**GIVEN EXERCISE:** Write out the lines of the entries below unchanged, beginning with the line that contains "Where is the dead" and continuing through the line that contains "xmin=0 ymin=0 xmax=1120 ymax=1083".

Entries for bounding box labeling:
— Begin —
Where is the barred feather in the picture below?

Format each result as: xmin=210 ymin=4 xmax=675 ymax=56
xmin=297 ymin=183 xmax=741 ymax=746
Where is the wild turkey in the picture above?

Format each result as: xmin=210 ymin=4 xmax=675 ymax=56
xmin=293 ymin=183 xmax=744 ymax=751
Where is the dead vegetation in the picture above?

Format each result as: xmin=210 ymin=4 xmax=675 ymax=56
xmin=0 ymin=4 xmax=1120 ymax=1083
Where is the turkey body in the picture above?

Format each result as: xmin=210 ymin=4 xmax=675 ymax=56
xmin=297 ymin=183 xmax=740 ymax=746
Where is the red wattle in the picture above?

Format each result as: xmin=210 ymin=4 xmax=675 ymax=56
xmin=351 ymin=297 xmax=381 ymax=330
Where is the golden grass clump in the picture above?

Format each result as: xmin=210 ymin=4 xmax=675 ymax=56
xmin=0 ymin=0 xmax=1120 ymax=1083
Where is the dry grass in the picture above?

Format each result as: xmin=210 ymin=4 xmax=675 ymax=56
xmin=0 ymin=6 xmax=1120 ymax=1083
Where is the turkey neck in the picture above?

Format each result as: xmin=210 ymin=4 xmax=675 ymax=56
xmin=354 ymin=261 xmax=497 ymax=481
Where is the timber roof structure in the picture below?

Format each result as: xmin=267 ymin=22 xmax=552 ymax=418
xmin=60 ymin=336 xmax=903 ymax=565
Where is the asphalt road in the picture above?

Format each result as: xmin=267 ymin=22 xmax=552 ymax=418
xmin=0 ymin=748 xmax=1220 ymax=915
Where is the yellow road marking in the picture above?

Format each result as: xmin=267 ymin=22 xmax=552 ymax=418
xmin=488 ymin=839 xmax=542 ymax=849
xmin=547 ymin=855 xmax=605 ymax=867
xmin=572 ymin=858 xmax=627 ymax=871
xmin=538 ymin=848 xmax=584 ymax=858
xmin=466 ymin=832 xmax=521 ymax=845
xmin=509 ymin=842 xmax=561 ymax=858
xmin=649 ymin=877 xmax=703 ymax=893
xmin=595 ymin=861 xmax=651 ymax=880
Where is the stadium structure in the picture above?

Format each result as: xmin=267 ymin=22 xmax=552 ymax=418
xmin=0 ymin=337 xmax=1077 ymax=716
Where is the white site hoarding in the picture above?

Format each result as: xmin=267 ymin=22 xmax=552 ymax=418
— End —
**CORRECT RESPONSE:**
Where is the dead vegetation in the picture above?

Format each result as: xmin=210 ymin=4 xmax=675 ymax=56
xmin=0 ymin=4 xmax=1120 ymax=1083
Where is the turkey body in the picture above?

Format each result as: xmin=210 ymin=4 xmax=675 ymax=56
xmin=297 ymin=183 xmax=740 ymax=746
Where is the red wattle in the picture above?

Format each result as: xmin=210 ymin=4 xmax=675 ymax=56
xmin=351 ymin=297 xmax=381 ymax=330
Where is the golden grass clump in the picture above?

Format each result as: xmin=210 ymin=4 xmax=675 ymax=56
xmin=0 ymin=0 xmax=1120 ymax=1083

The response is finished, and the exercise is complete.